__PASSAGE PROVIDED__
This is worst than 2003, when they lost 119 games. Expectations were high, and they're playing horrible, listless, boring baseball. These aren't lovable losers; these are overpaid, slow, old, difficult-to-watch bores.
I'm the eternal optimist and am holding out some hope that things can turn around. But I'm already calling for the head of the hitting coach and the pitching coach; Leyland's will be next. Maybe he just can't win with high expectations.
At least they're still only 6 games back. Ugh.
And I hate interleague play, too.
Wednesday, May 14, 2008
baseball season over
Well, we lost. Our season is over.
It's too bad, because the game itself leaves a bitter taste in my mouth. We made - count 'em - four horrible baserunning gaffes in just the first two innings. They set the tone for the game and cost us at least a couple of runs. Later in the game, we eliminated these problems, but left the bases loaded twice. In fact, the bases loaded with the full count. They resulted in a pop-out and a K.
My pitcher, the best athlete on the team, who arguably was our MVP this year, is also the most emotional. When things are going bad, he begins to look like he's on the way to a funeral, like playing baseball is the last thing he wants to do. It gets into his head. He deserved this game, and pitched well, but I need to figure out a way that this emotional problem doesn't persist next year.
My starting 9th grade right-fielder made two key errors. That was sad.
But it was a team effort. It was a decent game, considering our opponent and how we played. I wish we could have kept it going... but we didn't.

__SHORT EXERCISE A__
Update the baseball post starting at "My pitcher, the" and ending at "persist next year.", replacing "pitcher" with "starter".

__DATA RECORDS__
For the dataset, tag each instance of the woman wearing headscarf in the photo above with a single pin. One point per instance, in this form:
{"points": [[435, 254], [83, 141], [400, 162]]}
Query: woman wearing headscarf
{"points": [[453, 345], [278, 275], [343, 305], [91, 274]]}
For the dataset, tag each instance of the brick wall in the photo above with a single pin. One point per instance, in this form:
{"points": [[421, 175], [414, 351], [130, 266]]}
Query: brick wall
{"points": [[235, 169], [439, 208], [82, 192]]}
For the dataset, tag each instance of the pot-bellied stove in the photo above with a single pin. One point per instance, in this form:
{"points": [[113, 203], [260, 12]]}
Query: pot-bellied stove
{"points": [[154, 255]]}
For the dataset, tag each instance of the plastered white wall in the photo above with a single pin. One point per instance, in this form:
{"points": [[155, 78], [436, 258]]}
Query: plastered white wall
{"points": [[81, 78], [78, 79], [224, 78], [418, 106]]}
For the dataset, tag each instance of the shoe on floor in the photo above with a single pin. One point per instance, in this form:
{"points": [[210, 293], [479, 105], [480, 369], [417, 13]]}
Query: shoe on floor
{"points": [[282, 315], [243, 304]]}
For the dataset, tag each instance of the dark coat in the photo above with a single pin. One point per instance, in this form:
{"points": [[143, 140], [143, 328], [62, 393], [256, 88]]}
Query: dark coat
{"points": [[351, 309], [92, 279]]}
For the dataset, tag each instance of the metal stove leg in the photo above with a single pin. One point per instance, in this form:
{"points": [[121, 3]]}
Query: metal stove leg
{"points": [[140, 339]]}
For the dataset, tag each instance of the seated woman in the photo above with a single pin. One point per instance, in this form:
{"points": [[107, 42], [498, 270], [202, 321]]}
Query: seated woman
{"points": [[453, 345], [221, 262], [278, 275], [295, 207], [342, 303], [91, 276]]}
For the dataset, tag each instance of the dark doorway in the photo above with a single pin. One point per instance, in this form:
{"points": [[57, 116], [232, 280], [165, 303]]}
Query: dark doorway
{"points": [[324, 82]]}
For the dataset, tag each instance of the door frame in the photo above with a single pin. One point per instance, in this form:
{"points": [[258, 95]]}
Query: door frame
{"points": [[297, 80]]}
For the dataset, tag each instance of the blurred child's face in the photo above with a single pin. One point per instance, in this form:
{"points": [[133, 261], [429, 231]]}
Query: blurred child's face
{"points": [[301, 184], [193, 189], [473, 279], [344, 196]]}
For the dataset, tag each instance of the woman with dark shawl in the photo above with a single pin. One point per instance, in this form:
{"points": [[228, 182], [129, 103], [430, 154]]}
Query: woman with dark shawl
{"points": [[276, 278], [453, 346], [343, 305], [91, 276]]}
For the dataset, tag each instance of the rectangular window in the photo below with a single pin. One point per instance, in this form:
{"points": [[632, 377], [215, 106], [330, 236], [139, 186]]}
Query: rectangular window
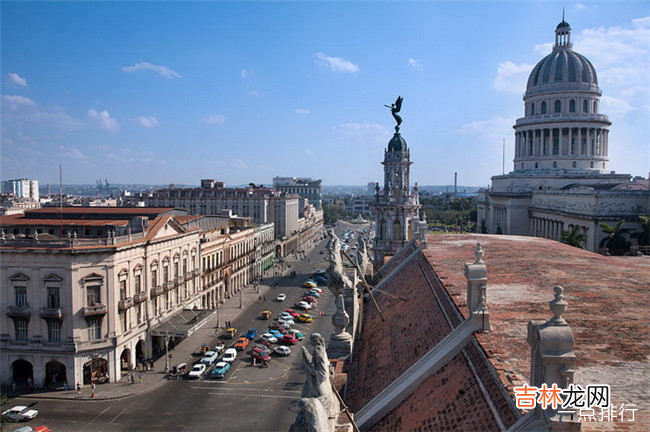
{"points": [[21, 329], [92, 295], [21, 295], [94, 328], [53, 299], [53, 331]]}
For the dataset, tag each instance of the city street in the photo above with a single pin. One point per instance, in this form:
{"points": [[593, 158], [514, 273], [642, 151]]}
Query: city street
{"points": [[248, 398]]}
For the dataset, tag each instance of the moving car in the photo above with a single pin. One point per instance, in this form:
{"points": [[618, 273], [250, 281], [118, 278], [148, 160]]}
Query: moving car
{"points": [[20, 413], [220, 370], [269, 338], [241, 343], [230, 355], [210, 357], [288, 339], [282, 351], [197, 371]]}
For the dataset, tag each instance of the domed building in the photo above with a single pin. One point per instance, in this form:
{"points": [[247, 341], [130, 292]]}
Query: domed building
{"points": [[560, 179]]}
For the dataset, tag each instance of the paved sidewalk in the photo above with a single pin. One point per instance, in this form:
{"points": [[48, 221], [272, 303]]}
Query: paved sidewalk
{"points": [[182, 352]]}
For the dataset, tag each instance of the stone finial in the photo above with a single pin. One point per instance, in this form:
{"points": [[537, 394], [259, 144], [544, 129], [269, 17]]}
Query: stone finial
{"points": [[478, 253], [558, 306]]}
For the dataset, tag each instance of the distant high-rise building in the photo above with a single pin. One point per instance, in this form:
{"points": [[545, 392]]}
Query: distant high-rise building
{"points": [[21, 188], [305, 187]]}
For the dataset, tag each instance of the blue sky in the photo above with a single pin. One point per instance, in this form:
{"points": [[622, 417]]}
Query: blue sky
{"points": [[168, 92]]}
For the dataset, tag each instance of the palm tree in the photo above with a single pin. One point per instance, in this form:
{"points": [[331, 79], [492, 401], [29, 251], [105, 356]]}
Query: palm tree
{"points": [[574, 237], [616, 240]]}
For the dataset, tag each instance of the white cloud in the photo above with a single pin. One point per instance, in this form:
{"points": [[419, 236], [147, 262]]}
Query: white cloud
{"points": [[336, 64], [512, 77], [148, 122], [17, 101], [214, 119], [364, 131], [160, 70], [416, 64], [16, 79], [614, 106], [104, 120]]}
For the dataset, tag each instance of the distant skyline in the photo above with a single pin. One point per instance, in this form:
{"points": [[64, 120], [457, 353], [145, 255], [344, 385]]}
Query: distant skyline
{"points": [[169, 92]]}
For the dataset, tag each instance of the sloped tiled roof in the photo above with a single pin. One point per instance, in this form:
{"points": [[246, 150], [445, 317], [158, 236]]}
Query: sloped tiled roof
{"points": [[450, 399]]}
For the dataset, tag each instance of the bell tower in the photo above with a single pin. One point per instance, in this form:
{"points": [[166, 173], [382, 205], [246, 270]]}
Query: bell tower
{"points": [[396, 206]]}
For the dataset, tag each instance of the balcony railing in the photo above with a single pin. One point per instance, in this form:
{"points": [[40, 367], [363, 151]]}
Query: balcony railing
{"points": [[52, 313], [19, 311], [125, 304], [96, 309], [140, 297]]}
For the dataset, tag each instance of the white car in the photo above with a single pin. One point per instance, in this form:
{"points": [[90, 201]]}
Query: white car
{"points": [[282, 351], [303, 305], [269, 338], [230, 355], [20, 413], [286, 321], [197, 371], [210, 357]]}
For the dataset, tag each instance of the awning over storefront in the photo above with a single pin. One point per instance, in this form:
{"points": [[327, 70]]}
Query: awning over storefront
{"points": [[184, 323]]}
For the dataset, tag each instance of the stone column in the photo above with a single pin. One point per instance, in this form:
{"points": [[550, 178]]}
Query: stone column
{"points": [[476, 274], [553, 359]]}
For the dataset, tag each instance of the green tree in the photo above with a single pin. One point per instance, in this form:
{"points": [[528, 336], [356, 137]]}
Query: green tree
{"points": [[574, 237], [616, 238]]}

__SHORT EXERCISE B__
Return every line of the records that contains the string "railing". Case counts.

__FULL OUTPUT A__
My starter, the best athlete on the team, who arguably was our MVP this year, is also the most emotional. When things are going bad, he begins to look like he's on the way to a funeral, like playing baseball is the last thing he wants to do. It gets into his head. He deserved this game, and pitched well, but I need to figure out a way that this emotional problem doesn't persist next year.

__FULL OUTPUT B__
For the dataset, tag each instance of the balcony railing in the photo above with a single pin. One point per instance, in this form:
Query: balcony railing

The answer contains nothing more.